> _What this task involves_
Copy out every line from the one that contains "Identify each instance of the column capital" through the final line, both included, and shift each coordinate value in the answers up by 144.
::::::::::
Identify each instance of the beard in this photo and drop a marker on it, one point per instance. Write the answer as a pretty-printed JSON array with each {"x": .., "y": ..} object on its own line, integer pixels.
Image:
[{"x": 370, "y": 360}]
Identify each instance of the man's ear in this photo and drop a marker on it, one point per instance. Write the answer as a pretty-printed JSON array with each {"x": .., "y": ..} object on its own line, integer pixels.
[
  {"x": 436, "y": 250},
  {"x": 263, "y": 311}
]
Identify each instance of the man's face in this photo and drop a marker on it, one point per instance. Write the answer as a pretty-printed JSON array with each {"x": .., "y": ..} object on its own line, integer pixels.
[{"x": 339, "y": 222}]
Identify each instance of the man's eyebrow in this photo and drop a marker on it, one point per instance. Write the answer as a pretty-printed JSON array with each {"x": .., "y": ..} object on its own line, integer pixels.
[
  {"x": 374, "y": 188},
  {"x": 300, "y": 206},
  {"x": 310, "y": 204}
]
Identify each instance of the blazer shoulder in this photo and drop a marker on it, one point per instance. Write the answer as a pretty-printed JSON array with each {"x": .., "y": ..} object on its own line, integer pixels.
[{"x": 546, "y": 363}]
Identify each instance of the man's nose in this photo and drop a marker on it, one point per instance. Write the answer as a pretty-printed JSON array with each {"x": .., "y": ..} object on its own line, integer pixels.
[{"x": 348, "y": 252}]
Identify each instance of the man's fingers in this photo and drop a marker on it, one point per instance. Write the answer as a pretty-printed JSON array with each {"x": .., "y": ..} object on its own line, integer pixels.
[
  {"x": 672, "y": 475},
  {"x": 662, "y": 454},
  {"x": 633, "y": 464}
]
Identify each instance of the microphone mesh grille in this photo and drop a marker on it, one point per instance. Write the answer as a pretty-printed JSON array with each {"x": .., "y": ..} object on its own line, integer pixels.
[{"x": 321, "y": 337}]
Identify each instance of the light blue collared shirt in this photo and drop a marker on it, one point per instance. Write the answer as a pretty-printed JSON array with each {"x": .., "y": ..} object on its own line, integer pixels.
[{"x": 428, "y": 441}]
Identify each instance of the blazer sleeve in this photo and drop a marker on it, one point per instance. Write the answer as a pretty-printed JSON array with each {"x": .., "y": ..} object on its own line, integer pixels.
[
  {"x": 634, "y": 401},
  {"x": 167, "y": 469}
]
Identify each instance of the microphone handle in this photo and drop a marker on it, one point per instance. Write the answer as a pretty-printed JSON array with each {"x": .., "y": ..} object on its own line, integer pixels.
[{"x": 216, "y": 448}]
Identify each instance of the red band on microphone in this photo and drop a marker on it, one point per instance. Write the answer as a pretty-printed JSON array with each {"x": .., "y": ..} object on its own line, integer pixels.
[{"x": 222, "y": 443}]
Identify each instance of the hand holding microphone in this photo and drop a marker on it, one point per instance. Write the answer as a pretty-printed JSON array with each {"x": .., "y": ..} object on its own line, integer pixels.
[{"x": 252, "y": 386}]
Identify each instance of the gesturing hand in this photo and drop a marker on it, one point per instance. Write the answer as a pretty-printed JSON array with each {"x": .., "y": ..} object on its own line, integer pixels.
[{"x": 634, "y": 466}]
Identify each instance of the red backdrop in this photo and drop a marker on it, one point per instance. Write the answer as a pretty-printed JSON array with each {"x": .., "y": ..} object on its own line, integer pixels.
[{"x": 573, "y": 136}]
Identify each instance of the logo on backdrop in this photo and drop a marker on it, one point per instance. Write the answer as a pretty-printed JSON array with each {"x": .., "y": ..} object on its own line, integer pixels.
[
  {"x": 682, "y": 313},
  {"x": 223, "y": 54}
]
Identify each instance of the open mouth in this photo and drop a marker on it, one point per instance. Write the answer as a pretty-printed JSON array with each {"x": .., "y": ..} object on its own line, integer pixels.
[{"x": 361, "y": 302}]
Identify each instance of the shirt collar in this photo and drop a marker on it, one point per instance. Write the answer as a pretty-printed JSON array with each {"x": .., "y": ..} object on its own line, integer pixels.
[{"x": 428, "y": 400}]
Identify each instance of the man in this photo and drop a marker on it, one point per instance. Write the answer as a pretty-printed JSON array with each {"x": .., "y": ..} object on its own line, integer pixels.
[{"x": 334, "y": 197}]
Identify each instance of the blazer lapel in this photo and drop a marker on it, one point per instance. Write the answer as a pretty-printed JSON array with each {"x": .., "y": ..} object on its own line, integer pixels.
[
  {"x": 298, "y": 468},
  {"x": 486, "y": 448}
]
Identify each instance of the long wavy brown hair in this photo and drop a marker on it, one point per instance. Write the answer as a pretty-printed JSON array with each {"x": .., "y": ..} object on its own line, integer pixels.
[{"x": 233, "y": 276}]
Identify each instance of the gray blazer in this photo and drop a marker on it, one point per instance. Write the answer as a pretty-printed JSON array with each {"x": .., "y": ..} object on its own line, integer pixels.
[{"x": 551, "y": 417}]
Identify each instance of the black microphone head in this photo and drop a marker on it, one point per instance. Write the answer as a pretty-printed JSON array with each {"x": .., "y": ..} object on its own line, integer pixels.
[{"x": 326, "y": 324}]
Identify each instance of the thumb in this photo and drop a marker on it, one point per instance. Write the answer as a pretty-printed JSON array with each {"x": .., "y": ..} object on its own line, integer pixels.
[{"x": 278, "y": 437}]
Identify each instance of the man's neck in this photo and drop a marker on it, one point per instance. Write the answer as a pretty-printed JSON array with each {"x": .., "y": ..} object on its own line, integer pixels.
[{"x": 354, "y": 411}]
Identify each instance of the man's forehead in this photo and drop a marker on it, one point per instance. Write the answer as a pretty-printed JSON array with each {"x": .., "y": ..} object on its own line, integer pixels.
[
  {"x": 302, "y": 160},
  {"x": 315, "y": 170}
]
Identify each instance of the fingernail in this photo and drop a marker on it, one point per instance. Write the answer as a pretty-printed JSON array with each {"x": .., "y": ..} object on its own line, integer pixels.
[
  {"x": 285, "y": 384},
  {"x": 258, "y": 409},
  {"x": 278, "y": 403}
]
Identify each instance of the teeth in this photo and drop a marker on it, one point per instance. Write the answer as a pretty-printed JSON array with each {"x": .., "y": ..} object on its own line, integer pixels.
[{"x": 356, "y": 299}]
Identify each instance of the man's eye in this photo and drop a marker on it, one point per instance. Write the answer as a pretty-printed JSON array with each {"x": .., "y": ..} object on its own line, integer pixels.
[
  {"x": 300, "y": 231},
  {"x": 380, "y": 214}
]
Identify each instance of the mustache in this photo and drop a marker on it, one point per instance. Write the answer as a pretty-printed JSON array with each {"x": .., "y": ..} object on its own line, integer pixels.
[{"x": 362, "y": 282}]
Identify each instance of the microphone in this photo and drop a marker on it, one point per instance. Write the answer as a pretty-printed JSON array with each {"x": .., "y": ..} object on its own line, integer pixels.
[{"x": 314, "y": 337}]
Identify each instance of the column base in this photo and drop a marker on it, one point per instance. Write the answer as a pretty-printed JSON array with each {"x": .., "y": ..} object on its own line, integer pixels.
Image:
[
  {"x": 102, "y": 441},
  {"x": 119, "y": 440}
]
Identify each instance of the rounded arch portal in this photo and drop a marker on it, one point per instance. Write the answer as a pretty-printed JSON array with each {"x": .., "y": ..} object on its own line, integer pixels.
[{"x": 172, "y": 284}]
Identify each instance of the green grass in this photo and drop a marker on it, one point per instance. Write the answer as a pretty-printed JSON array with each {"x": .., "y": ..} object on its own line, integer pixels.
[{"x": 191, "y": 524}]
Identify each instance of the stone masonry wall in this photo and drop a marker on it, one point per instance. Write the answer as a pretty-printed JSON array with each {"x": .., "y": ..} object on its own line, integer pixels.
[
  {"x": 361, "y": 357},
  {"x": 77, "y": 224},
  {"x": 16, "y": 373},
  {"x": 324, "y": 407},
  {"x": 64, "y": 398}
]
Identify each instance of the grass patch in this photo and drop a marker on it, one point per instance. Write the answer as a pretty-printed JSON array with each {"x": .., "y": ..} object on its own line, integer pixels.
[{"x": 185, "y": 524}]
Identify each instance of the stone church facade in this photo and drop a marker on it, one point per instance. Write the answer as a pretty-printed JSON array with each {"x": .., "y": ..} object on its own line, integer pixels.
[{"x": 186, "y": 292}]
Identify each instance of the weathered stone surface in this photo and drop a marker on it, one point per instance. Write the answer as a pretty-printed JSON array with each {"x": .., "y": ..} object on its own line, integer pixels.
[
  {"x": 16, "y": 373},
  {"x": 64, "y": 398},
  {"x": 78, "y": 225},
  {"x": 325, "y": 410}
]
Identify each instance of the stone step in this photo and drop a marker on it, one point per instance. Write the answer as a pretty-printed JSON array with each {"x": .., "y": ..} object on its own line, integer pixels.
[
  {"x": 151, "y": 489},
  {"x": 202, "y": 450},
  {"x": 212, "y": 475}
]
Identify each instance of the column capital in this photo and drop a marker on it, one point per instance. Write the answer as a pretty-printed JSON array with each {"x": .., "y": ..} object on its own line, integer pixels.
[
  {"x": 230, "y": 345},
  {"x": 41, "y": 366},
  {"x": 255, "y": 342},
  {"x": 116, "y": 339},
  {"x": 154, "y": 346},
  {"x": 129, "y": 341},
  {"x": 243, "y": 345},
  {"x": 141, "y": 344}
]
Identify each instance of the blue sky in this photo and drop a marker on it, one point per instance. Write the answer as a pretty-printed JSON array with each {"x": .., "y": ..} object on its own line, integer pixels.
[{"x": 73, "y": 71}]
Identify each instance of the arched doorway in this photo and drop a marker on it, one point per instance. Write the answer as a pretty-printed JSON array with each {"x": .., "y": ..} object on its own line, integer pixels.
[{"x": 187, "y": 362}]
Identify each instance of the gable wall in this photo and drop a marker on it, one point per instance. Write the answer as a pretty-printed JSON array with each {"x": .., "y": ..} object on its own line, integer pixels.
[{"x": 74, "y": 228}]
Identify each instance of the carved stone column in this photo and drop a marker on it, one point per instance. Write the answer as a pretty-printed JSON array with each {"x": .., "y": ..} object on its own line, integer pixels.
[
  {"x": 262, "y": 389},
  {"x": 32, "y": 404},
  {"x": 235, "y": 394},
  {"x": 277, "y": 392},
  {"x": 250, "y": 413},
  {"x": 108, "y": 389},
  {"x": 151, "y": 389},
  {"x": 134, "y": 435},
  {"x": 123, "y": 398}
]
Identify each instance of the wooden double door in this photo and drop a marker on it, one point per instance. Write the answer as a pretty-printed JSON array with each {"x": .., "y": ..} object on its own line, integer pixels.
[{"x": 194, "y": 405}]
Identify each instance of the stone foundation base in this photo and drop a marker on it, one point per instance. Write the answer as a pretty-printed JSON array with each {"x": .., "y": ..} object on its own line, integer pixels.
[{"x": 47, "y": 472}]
::::::::::
> _Task answer_
Identify each instance of the column capital in this photo and drop a marker on it, one point per instance. Write the answer as a pretty-printed JSON array with each {"x": .., "y": ..} object on its own line, integer pixels.
[
  {"x": 374, "y": 489},
  {"x": 185, "y": 510},
  {"x": 399, "y": 486},
  {"x": 260, "y": 483},
  {"x": 298, "y": 490},
  {"x": 273, "y": 485},
  {"x": 387, "y": 489},
  {"x": 285, "y": 488}
]
Identify each instance of the blue sky in this photo and drop a marker on it, one point per instance. Write the answer as a pretty-printed JSON array with each {"x": .., "y": ..} object on its own line, integer pixels.
[{"x": 217, "y": 215}]
Identify each instance of the arched doorway in this photo and drop a marker on it, one point per instance. Write the answer as a pretty-printed JSON array with each {"x": .., "y": ..} object on its own line, integer pixels.
[{"x": 331, "y": 506}]
Identify each instance of the gable wall in this photo and drop a marker on it, one point per instance. Write the answer as a pretty-printed JSON array with each {"x": .., "y": ..} object on its own line, integer pixels.
[{"x": 218, "y": 372}]
Identify each instance of the carved stone column in this photo and drop a marker on it, one point per instance. Write the answer as a pretty-printed JSON array with each {"x": .., "y": ..} object on its own line, integer pixels.
[
  {"x": 406, "y": 533},
  {"x": 176, "y": 548},
  {"x": 379, "y": 538},
  {"x": 421, "y": 536},
  {"x": 394, "y": 557},
  {"x": 252, "y": 533},
  {"x": 295, "y": 533},
  {"x": 278, "y": 579},
  {"x": 267, "y": 542}
]
Identify each instance of the wooden double door in this photo and drop a marker on it, one point per instance. Write the answer as a pretty-printed JSON array with each {"x": .., "y": ..} object on its own line, integer pixels.
[{"x": 338, "y": 549}]
Identify each instance of the stone foundation base in this photo and drop a marker on it, one point per instance. Write the answer as a pretty-printed JSON array with each {"x": .., "y": ..} object on its own line, integer pixels.
[{"x": 191, "y": 616}]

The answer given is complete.